§ TRAVAIL À FAIRE
(1) Dans l'article sur le libertarianisme, résume sous forme de liste le paragraphe qui commence par « Après tout, les conservateurs » en gardant ses faits principaux.
(2) Renomme « partenariat » en « pacte » dans le passage de l'article sur le libertarianisme qui s'ouvre sur les mots contenant « Les temps sont » et se ferme sur « du XXe siècle. », puis donne ce passage.
(3) Donne la suite de l'article sur le libertarianisme à partir de sa dernière phrase.

§ TEXTE DE LA PAGE
Par Stéphanie Slade.
Les temps sont durs pour le partenariat conservateur-libertarien qui a caractérisé la politique américaine de centre-droit dans la seconde moitié du XXe siècle.
Une attention considérable a récemment été accordée à la montée du post-libéralisme : les populistes de droite, les nationalistes et les intégristes catholiques adoptent pleinement un gouvernement musclé comme force du bien tel qu’ils le définissent. Mais rien ne prouve encore que la plupart des conservateurs partagent une telle affinité pour l’État. L’explication la plus simple est plus banale : souvent, lorsque les conservateurs rejettent le libertarianisme, c’est en raison des associations culturelles que le mot a pour eux.
Après tout, les conservateurs sont beaucoup plus susceptibles que d’autres groupes idéologiques de croire en Dieu et de dire que la foi est un élément important de leur vie, de se sentir ouvertement fiers de la grandeur américaine et, d’une manière générale, d’avoir des opinions sur la moralité personnelle que l’on pourrait qualifier de socialement conservatrice. Bien sûr, ils seraient réticents à se joindre à un groupe réputé en grande partie pour sa licence, son hostilité envers la religion et son manque de zèle patriotique.
Mais que faire si ces associations sont erronées ? Si le libertarianisme bien compris n’a pas d’engagements culturels, cela ne devrait-il pas ouvrir la voie à des pourparlers ? Un tel espoir semble avoir animé Murray Rothbard lorsqu’il a écrit en 1981 que « le libertarianisme est strictement une philosophie politique, limitée à ce que devrait être l’usage de la violence dans la vie sociale ». En tant que tel, ajoutait-il, il n’est pas équipé pour prendre une position ou une autre sur la moralité ou la vertu personnelles.

§ DONNÉES FOURNIES

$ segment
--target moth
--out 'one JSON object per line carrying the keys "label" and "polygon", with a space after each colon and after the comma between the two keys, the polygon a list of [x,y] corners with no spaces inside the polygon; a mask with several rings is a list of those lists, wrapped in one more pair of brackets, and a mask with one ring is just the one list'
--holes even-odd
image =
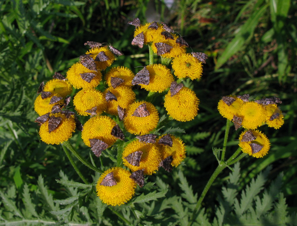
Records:
{"label": "moth", "polygon": [[140,105],[135,109],[132,115],[136,117],[146,117],[150,115],[149,112],[146,108],[146,104]]}
{"label": "moth", "polygon": [[158,135],[155,134],[150,134],[138,136],[136,138],[144,142],[154,144],[156,143],[156,138],[157,136]]}
{"label": "moth", "polygon": [[171,46],[163,42],[157,42],[155,43],[155,46],[157,48],[157,55],[158,56],[169,52],[172,48]]}
{"label": "moth", "polygon": [[116,138],[122,140],[124,140],[125,139],[125,136],[123,133],[123,131],[117,124],[115,126],[111,129],[111,132],[110,133],[110,134]]}
{"label": "moth", "polygon": [[192,52],[193,56],[197,59],[199,61],[201,61],[204,64],[206,63],[205,60],[208,58],[208,56],[203,53]]}
{"label": "moth", "polygon": [[133,25],[135,27],[139,27],[140,26],[141,24],[140,20],[137,17],[134,18],[132,21],[129,21],[128,22],[128,24]]}
{"label": "moth", "polygon": [[182,83],[177,84],[175,81],[171,83],[170,85],[170,96],[172,97],[177,93],[181,88],[184,87],[184,84]]}
{"label": "moth", "polygon": [[142,187],[144,184],[144,177],[143,177],[143,171],[139,169],[133,172],[129,177],[130,178],[139,185],[140,187]]}
{"label": "moth", "polygon": [[131,43],[133,46],[138,46],[138,47],[141,48],[143,47],[144,44],[144,35],[143,31],[135,36]]}
{"label": "moth", "polygon": [[160,139],[158,142],[158,143],[163,145],[167,145],[171,147],[172,147],[173,142],[170,135],[169,134],[167,134]]}
{"label": "moth", "polygon": [[105,94],[105,100],[107,101],[111,101],[113,100],[116,101],[118,101],[118,98],[116,98],[116,97],[109,91]]}
{"label": "moth", "polygon": [[188,44],[185,40],[182,37],[179,37],[176,39],[175,42],[178,44],[179,44],[181,46],[185,46],[186,47],[189,47],[190,46]]}
{"label": "moth", "polygon": [[160,165],[165,170],[170,173],[172,171],[172,166],[171,165],[171,163],[173,161],[172,156],[170,156],[165,158],[161,162]]}
{"label": "moth", "polygon": [[228,106],[230,106],[232,103],[235,101],[235,98],[232,97],[226,97],[224,96],[222,97],[222,100],[224,101],[224,103],[227,104]]}
{"label": "moth", "polygon": [[124,158],[129,163],[135,166],[140,166],[140,160],[143,152],[141,151],[138,151],[132,152]]}
{"label": "moth", "polygon": [[80,63],[88,69],[97,71],[96,63],[92,57],[88,54],[83,54],[79,57]]}
{"label": "moth", "polygon": [[89,83],[91,82],[92,79],[96,76],[96,75],[95,74],[91,72],[82,73],[79,74],[80,76],[80,77],[83,80],[84,80]]}
{"label": "moth", "polygon": [[113,172],[110,173],[105,176],[100,183],[100,185],[109,187],[116,185],[116,181],[113,177]]}
{"label": "moth", "polygon": [[107,144],[99,139],[89,139],[89,140],[90,141],[91,149],[97,157],[99,157],[102,151],[106,149],[108,146]]}
{"label": "moth", "polygon": [[124,55],[123,52],[115,48],[112,46],[109,46],[109,50],[116,56],[119,57],[119,56],[122,56]]}
{"label": "moth", "polygon": [[110,84],[113,89],[116,89],[124,81],[124,80],[117,77],[110,77]]}
{"label": "moth", "polygon": [[94,41],[88,41],[84,44],[85,46],[88,45],[91,49],[95,47],[99,48],[100,46],[103,46],[103,45],[100,42],[96,42]]}
{"label": "moth", "polygon": [[149,72],[146,69],[146,67],[145,67],[135,75],[131,84],[133,85],[140,84],[143,85],[149,84]]}

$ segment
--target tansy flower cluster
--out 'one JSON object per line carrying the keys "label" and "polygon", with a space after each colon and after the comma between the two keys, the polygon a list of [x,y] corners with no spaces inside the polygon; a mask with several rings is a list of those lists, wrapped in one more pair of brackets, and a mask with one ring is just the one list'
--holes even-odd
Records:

§ RÉPONSES PAR CONSIGNE
(1)
- Les conservateurs croient plus souvent en Dieu que les autres groupes et disent que la foi compte beaucoup dans leur vie.
- Ils sont ouvertement fiers de la grandeur américaine.
- Leurs opinions sur la moralité personnelle sont en général socialement conservatrices.
- Ils hésitent donc à rejoindre un groupe connu pour sa licence, son hostilité envers la religion et son manque de zèle patriotique.

(2)
Les temps sont durs pour le pacte conservateur-libertarien qui a caractérisé la politique américaine de centre-droit dans la seconde moitié du XXe siècle.

(3)
Au-delà de Rothbard
Comme il serait commode – pour ce catholique libertarien comme pour tout le monde – que tout cela s’arrête là. Mais le grand chapiteau du libertarianisme abrite clairement de nombreux adhérents dont la compréhension de soi va bien au-delà de celle de Rothbard. En fait, une façon utile de diviser et d’encadrer la ménagerie indisciplinée qui se trouve sous le pavillon de notre grand cirque est de poser la question que Rothbard soulève : la liberté individuelle est-elle simplement le principe politique le plus élevé, la raison d’être de l’État, ou est-elle une étoile polaire philosophique qui permet d’orienter tous les aspects de notre vie ? Appelons les deux groupes « libertariens politiques » et « libertariens complets ».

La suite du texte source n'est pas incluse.